Problem requirements: In the stretch from the line containing "[Batch job #auto] Object class: leaf" through the line containing "49;270;86;293", change "blanket" to "quilt" and give those lines again with nothing else altered.

Input data:
====================
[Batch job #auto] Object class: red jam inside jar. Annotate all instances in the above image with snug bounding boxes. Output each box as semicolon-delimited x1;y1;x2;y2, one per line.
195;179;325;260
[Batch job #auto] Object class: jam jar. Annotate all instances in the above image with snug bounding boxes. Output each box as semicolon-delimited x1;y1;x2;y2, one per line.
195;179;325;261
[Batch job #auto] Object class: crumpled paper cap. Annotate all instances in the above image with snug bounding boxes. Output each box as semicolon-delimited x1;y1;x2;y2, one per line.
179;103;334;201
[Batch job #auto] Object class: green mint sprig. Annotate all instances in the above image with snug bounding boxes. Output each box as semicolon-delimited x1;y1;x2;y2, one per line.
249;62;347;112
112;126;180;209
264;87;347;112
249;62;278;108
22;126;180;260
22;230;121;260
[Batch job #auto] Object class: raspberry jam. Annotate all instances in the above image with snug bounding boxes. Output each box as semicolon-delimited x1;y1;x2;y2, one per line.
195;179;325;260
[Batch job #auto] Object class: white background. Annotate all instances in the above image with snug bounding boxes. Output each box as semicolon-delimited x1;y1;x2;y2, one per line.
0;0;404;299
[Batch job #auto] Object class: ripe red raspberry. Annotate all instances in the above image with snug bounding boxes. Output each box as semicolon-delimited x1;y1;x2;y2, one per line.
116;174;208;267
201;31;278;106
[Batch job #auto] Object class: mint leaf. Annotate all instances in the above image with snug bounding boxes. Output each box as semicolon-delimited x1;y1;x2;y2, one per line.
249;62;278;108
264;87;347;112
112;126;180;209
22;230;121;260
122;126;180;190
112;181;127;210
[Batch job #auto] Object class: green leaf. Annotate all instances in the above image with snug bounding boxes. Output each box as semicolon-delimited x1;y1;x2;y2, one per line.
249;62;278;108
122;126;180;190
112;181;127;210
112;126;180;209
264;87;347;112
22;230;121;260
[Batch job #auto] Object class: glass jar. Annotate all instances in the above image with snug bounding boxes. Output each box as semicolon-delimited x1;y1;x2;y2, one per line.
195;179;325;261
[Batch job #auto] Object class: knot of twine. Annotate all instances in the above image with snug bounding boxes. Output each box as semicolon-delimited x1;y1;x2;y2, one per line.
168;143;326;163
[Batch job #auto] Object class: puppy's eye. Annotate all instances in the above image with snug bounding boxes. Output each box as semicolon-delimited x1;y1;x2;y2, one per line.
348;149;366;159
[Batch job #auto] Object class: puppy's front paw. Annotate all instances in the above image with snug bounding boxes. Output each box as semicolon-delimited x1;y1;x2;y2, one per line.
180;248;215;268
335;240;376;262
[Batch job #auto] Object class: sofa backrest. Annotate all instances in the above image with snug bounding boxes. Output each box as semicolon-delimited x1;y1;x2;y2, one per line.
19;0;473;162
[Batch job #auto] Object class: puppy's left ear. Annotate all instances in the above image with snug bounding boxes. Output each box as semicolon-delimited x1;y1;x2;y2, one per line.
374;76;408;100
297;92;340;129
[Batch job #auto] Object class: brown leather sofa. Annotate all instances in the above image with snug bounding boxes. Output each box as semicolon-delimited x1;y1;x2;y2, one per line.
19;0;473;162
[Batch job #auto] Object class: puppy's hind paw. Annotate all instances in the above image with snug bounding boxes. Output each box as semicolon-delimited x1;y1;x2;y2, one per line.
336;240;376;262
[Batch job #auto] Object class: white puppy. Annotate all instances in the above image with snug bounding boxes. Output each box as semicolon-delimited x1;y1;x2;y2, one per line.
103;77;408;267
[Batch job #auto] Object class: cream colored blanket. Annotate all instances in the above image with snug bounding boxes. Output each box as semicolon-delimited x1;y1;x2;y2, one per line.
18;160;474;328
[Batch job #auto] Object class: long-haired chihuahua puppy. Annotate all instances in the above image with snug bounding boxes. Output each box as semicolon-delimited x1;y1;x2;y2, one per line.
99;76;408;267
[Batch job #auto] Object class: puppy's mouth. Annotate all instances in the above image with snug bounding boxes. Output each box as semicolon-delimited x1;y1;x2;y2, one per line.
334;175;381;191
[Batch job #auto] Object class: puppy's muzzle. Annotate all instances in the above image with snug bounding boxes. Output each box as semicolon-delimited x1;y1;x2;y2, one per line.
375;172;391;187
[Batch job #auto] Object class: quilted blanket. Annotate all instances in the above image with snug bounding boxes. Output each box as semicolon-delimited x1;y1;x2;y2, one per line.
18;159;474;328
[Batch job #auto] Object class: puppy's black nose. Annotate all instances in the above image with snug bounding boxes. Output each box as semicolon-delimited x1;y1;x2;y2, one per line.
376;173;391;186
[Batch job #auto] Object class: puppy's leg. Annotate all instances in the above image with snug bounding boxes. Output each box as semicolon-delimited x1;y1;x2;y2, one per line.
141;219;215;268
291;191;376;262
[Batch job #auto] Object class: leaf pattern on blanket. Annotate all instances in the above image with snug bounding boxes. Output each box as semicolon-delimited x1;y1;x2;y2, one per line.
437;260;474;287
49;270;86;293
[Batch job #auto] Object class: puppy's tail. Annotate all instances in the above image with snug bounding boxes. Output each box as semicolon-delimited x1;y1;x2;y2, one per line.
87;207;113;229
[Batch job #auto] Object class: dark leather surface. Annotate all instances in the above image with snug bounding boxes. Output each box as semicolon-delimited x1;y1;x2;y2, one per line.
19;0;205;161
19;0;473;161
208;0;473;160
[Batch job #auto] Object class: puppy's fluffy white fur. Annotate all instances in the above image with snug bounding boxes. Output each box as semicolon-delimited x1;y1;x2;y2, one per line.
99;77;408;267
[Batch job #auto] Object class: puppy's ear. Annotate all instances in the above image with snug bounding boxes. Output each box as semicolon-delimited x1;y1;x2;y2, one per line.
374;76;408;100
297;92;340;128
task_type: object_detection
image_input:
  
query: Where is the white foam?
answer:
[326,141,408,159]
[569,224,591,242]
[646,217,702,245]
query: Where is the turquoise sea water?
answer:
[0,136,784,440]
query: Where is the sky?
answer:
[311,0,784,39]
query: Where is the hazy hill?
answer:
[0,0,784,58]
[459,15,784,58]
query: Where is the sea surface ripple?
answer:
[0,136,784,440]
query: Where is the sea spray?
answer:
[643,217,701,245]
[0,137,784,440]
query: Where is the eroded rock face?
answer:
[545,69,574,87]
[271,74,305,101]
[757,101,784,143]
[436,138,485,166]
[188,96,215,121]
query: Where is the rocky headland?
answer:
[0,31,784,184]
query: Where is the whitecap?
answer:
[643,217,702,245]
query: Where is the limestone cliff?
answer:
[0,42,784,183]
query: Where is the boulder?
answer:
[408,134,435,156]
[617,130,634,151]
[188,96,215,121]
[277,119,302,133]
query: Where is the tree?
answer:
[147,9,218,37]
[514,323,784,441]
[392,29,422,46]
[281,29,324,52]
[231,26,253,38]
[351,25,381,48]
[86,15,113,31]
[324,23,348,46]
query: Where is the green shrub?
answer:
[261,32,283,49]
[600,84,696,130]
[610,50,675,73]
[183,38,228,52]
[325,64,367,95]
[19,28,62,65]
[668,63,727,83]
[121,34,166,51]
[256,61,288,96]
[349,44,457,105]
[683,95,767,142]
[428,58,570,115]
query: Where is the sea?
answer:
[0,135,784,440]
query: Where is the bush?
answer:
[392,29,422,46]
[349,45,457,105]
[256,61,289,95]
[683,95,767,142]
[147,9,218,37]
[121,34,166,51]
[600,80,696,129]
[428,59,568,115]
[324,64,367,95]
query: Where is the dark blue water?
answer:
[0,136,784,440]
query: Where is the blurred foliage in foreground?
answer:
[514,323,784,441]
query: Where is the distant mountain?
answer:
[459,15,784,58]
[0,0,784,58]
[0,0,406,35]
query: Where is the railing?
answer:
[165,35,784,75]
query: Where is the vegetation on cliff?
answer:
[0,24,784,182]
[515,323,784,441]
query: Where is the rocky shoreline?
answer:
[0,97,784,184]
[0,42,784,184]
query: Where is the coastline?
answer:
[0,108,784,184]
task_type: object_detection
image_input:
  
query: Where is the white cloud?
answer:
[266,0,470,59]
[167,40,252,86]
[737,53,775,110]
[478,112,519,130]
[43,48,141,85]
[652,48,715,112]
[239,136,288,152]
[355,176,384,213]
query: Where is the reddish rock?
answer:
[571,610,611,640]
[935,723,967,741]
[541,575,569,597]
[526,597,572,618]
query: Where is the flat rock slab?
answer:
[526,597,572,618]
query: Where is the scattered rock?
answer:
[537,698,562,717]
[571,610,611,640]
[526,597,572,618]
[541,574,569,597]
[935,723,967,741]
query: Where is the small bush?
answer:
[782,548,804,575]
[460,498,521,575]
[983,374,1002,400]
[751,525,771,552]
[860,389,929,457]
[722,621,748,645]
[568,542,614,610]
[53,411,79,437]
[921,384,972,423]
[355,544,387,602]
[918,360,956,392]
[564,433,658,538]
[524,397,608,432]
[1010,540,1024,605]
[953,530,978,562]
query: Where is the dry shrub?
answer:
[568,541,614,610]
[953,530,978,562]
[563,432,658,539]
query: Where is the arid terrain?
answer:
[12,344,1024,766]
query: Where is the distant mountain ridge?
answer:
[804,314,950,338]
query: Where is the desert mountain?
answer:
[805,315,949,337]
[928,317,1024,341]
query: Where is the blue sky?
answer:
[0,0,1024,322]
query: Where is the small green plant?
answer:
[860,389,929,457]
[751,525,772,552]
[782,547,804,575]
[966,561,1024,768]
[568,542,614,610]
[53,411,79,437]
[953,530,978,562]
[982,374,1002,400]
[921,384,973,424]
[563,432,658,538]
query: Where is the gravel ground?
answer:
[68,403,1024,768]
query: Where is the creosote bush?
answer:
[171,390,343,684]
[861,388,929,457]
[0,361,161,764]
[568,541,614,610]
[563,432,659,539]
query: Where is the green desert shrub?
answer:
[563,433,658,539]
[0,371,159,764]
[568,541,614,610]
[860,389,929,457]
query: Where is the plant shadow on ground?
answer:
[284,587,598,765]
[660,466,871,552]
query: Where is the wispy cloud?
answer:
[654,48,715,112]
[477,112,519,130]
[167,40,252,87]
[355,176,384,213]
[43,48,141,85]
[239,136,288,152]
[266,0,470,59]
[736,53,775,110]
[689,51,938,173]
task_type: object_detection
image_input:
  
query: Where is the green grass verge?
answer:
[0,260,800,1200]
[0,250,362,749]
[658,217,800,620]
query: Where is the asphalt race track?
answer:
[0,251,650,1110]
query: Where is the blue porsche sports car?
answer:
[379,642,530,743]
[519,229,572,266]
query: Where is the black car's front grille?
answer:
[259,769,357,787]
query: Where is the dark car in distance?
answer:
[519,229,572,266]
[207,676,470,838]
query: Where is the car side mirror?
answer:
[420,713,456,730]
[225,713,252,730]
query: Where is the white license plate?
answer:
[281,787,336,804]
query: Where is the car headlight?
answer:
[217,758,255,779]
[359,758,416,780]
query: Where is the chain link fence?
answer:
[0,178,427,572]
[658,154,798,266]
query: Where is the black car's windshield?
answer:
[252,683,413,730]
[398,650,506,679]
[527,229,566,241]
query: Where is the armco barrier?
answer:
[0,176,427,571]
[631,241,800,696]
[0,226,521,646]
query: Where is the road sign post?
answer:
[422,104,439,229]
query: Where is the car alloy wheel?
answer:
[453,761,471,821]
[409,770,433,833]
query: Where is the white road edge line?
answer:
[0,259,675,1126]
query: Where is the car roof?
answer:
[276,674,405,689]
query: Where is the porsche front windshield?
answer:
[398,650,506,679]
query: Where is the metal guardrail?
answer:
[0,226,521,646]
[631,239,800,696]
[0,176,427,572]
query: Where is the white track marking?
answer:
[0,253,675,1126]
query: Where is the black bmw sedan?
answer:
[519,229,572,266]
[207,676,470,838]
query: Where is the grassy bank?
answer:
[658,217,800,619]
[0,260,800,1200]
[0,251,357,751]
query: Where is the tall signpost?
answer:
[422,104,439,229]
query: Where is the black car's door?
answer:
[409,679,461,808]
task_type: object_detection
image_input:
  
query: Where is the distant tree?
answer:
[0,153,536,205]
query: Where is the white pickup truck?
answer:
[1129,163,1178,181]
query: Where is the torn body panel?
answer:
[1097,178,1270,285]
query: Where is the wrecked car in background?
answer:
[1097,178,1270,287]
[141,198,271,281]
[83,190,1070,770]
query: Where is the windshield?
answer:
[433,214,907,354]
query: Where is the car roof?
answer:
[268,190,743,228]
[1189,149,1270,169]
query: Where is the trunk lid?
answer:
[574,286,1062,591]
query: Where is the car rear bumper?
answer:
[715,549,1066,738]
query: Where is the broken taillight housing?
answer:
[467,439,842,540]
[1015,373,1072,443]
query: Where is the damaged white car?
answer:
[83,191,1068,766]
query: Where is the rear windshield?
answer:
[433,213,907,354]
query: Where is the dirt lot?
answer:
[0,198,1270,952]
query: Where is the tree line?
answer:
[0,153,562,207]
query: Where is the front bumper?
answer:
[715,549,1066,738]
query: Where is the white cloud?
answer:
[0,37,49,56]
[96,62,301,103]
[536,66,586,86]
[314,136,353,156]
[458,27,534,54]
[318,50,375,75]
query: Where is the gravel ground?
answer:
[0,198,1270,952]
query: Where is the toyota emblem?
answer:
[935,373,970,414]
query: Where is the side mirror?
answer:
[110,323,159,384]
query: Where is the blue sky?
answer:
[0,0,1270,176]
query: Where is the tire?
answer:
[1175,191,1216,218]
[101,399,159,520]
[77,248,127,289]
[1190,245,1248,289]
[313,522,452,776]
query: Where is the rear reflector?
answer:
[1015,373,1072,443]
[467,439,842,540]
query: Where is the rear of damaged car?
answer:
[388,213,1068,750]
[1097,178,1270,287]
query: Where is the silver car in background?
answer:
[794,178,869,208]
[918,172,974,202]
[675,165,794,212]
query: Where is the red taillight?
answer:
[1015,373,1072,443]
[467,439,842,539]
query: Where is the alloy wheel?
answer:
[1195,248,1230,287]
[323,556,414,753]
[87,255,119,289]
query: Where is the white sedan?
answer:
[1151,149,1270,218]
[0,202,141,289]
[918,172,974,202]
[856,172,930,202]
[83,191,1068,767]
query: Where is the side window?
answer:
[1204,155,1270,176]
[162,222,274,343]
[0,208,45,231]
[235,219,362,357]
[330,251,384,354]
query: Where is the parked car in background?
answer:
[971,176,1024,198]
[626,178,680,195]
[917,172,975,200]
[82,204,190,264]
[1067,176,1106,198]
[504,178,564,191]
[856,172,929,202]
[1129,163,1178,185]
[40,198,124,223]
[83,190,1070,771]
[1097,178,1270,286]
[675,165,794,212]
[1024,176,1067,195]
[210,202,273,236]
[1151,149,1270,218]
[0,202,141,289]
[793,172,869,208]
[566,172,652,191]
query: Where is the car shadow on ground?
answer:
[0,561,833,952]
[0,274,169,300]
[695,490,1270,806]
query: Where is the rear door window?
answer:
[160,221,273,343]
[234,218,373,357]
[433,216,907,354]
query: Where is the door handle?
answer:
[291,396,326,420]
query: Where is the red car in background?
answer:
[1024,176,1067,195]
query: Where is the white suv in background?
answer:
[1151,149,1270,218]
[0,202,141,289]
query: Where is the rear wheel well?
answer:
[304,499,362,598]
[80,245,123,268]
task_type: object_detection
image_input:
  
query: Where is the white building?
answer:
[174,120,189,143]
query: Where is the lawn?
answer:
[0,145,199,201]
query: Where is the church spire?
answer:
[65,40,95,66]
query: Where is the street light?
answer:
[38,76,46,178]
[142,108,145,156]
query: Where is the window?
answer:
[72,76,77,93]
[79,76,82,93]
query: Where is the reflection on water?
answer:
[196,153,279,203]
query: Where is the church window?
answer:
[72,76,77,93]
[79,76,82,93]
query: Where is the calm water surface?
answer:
====================
Output below:
[Batch job #auto] Object class: leaf pattern on quilt. Annotate all instances in the above image with snug bounding boxes. Output each box as semicolon-delimited x1;y1;x2;y2, one per line.
437;260;474;287
49;270;86;293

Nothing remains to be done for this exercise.